### REQUIRED WORK
Everything in the listing below should be repeated exactly, apart from the pictures.

[Start of section]

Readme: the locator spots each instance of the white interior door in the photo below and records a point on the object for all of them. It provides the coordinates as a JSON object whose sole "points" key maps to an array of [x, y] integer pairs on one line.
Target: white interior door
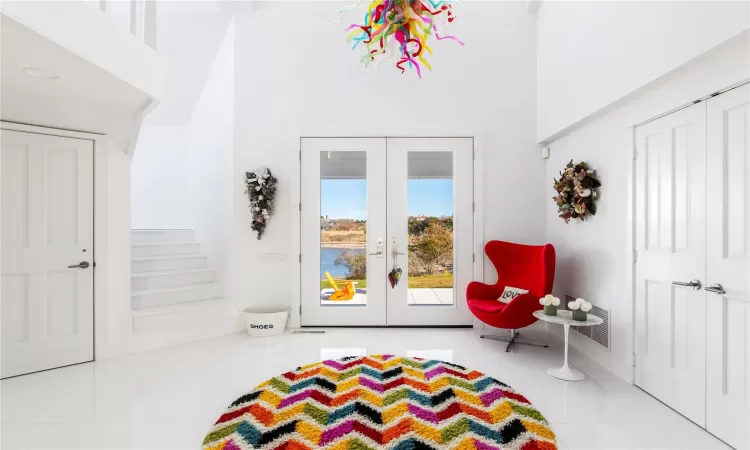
{"points": [[47, 225], [728, 375], [671, 248], [343, 219], [430, 227]]}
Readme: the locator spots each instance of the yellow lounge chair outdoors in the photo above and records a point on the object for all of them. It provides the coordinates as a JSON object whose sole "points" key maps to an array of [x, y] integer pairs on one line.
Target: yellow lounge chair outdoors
{"points": [[341, 294]]}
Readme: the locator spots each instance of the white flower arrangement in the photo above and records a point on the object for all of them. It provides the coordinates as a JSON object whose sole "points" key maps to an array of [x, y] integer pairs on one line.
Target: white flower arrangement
{"points": [[549, 300], [581, 304]]}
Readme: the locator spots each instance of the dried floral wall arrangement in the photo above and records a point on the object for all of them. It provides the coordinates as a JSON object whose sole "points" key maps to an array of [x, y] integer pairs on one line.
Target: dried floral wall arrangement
{"points": [[261, 190], [576, 192]]}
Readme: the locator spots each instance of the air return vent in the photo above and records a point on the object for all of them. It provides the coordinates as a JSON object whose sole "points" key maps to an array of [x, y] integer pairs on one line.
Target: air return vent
{"points": [[597, 333]]}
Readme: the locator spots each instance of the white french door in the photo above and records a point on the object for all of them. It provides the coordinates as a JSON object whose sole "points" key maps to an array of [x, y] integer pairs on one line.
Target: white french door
{"points": [[421, 173], [387, 231], [47, 226], [728, 299], [671, 248], [693, 256]]}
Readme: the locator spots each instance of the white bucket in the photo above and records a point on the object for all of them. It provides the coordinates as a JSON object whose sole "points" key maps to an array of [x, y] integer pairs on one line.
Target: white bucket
{"points": [[265, 322]]}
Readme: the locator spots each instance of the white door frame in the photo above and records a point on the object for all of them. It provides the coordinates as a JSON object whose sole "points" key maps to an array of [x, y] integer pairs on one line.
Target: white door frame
{"points": [[630, 241], [296, 228], [100, 253]]}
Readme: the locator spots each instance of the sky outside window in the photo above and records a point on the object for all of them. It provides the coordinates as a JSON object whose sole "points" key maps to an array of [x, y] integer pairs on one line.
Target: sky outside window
{"points": [[347, 199]]}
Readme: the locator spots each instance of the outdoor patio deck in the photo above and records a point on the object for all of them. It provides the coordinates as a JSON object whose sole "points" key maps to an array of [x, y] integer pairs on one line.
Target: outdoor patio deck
{"points": [[420, 296]]}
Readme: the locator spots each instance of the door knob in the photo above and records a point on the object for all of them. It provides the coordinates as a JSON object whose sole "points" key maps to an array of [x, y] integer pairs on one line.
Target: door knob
{"points": [[716, 288], [379, 248], [695, 284]]}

[End of section]

### EXERCISE RESPONSE
Readme: the locator spots each instance of the white interior door in the photo below and records a point on the object for all of them. It provides the coordinates as a JSON object whose sole "points" key maps to an array of [x, y] integer pairs on one line.
Target: white interior door
{"points": [[47, 225], [728, 375], [671, 248], [343, 219], [430, 227]]}
Readme: the locator spots each instance of the yellow lounge chair outdoors in the photo above and records a point on the object for all of them. It provides the coordinates as a JSON object whose sole "points" key maps to an array of [x, y] integer pairs on one line.
Target: yellow lounge chair outdoors
{"points": [[341, 294]]}
Readme: the locator spots each instance of the white flower arrangement in the photo above and records a point on the object for all of them. It provides the coordinates as a JSON object whose sole "points" key maps to an array of [x, y] integer pairs on one line.
Target: white flower arrangement
{"points": [[549, 300], [581, 304]]}
Readme: the locator spots each instance of the dried floral wall arrangement in the photo above and records a point on the object for all of them. It provides the coordinates as a JSON object whose sole "points" key maps to an array of [x, y] integer pairs on one line.
Target: dried floral wall arrangement
{"points": [[261, 190], [576, 192]]}
Readme: the locator spots each instance of the air return vent in the photo above and records a point on the object for all of them. It provides the coordinates as a JSON object whose sole "points" key maps to an array of [x, y] integer pairs on one line.
Target: air return vent
{"points": [[597, 333]]}
Readme: the locator spots each instance of the white french door in the photo above and records a point on the object for all of them. It provides the coordinates as a JSON object whose sole "points" key maps to an array of [x, y] integer pairs on one line.
Target: white french door
{"points": [[421, 173], [387, 231], [47, 226], [728, 299], [671, 248], [693, 256]]}
Readme: the locator spots each instance of the white bucket in the photo above and records a point on the object for all of them. It provides the coordinates as a JSON object whose sole "points" key maps to an array of [x, y] integer pairs on one line.
Target: white bucket
{"points": [[265, 322]]}
Readme: the locator spots each instance of the white door frame in the photo above and records a point on the object for all of them. It provides the coordinates as a JSON object whose sole "points" key maps to an array of [x, y] integer pairs on one line.
Target: white door frame
{"points": [[630, 241], [296, 228], [100, 253]]}
Readme: the locator spots each instance of the sky outside window in the photo above and records a point on the object for all of them. It provides the coordinates as a JSON object whose sole "points" key maps to an array of [x, y] integer pairs on one line.
Target: sky outside window
{"points": [[347, 199]]}
Readme: the locator spots each instance of the outdoor patio deck in the photo above and records a point on the object for all of them. It provides the coordinates as a JSON object whose sole "points" key maps to an array of [x, y] integer pairs on one line.
Target: outdoor patio deck
{"points": [[420, 296]]}
Readme: the locator spots each instance of the door knob in the photo above and records a point on the object for all of them. It provides the coordinates as a JSON object whose sole "points" key maps to an array of [x, y] integer pairs on one line.
Target: door knob
{"points": [[716, 288], [379, 248], [695, 284]]}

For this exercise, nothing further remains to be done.